DIRECTIONS FOR THIS TASK:
Provide only the number of lines in the listing that contain the word "below".

INPUT RECORDS:
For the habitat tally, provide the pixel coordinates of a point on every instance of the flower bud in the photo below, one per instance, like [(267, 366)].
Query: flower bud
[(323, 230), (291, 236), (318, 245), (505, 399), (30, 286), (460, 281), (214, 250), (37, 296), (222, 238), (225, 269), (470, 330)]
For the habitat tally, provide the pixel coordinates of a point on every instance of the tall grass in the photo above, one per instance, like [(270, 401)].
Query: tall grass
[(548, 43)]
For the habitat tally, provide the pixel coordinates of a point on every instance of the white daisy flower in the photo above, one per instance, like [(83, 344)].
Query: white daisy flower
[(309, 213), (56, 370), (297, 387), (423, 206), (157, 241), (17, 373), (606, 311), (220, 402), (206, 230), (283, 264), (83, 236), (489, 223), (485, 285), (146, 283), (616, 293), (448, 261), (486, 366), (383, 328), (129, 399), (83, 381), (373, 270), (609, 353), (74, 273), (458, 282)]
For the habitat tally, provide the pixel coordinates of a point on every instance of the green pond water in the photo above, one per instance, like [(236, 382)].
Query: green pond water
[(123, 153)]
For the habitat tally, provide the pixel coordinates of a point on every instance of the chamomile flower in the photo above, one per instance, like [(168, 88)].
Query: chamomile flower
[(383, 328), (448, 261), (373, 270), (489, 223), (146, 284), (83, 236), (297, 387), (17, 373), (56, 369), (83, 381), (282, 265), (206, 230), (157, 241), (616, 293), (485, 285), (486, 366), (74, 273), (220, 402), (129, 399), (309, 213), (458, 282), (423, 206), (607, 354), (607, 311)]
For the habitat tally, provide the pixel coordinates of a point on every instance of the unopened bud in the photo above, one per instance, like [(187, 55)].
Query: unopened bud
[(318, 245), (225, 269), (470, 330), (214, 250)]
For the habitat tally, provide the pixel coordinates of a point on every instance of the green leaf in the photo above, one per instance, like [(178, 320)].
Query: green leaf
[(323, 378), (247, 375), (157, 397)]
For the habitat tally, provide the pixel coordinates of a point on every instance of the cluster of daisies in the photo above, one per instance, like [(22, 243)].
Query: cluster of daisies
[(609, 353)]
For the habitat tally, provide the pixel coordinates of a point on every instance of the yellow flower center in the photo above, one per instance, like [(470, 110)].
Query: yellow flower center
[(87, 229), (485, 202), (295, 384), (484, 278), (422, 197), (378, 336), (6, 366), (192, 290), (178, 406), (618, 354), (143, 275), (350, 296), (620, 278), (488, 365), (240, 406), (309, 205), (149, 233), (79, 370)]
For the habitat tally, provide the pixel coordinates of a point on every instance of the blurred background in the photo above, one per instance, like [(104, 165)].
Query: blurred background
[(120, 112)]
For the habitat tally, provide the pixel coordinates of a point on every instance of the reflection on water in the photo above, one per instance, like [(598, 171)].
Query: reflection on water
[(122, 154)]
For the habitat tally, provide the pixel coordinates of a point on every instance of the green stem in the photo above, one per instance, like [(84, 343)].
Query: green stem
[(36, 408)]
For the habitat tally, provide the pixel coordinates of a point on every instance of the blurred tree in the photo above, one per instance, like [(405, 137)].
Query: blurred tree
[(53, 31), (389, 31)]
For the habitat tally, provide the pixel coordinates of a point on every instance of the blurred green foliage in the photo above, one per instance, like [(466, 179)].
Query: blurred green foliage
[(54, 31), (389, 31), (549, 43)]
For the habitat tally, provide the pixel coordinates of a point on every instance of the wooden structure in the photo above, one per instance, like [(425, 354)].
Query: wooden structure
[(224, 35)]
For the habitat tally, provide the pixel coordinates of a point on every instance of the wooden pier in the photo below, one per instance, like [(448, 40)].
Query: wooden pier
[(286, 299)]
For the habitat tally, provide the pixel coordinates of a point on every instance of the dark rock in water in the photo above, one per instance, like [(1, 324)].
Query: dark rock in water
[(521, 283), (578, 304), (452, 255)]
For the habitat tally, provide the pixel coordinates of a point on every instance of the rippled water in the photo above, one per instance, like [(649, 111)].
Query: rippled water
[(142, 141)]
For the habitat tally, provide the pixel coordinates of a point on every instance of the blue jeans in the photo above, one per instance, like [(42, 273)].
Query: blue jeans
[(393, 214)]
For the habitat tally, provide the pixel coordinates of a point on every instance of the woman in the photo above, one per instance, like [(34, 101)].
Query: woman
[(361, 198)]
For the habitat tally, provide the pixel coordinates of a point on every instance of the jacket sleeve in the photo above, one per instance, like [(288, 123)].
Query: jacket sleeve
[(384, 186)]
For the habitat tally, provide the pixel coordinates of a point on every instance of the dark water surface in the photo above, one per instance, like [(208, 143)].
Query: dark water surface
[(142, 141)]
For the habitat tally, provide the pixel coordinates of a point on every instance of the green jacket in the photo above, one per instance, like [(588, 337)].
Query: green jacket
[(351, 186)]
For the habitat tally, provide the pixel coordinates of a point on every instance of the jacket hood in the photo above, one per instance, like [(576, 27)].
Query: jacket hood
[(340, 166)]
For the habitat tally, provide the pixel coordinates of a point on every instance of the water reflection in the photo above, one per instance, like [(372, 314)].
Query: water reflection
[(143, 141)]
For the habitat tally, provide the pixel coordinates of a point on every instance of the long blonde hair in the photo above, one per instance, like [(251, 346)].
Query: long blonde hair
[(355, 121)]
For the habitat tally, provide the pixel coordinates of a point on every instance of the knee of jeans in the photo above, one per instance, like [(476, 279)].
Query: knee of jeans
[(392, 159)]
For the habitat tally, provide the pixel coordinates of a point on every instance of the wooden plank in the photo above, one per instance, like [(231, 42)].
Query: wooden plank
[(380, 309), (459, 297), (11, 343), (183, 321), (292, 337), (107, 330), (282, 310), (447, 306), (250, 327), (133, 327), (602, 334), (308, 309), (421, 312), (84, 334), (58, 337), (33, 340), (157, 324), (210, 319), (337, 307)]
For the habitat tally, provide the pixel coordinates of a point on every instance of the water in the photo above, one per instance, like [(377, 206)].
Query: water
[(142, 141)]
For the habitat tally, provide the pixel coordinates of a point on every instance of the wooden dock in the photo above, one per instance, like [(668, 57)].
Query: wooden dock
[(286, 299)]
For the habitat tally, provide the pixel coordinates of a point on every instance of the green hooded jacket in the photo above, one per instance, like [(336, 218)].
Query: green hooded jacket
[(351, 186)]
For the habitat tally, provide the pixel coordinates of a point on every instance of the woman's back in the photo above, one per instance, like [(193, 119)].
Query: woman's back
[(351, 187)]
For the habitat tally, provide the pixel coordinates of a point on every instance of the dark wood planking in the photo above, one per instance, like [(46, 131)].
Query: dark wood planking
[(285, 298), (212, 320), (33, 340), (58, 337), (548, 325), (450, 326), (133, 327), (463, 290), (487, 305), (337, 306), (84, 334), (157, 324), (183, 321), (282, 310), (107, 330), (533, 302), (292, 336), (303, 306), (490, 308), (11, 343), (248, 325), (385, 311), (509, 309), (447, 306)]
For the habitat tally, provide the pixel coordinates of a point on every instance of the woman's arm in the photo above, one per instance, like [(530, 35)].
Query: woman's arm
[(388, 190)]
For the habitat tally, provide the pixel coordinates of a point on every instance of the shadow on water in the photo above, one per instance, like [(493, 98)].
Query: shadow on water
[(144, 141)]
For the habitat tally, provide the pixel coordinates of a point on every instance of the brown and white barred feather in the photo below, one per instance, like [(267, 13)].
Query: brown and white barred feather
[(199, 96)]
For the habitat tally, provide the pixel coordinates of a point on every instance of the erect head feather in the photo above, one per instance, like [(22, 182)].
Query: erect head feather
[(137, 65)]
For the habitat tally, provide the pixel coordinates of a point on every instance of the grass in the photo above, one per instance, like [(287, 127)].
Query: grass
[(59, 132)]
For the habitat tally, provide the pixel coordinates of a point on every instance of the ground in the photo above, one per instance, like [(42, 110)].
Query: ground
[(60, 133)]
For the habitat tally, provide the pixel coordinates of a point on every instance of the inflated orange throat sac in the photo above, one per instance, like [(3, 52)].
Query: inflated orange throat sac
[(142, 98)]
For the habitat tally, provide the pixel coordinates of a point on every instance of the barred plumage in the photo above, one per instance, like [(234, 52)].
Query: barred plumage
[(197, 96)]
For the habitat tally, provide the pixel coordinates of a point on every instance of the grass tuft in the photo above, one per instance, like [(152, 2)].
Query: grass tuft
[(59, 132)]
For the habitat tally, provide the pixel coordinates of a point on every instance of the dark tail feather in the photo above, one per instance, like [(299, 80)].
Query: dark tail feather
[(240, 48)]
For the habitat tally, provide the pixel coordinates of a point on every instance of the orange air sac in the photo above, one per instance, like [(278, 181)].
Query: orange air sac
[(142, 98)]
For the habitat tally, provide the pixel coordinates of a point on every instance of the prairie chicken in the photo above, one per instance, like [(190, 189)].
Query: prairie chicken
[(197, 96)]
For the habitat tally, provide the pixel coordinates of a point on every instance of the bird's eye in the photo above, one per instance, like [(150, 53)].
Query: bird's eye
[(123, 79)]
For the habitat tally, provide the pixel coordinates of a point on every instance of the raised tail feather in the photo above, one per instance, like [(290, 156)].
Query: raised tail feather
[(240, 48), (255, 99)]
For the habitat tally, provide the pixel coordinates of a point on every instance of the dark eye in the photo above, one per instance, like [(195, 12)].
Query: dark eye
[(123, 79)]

SOLUTION FOR THIS PROBLEM:
3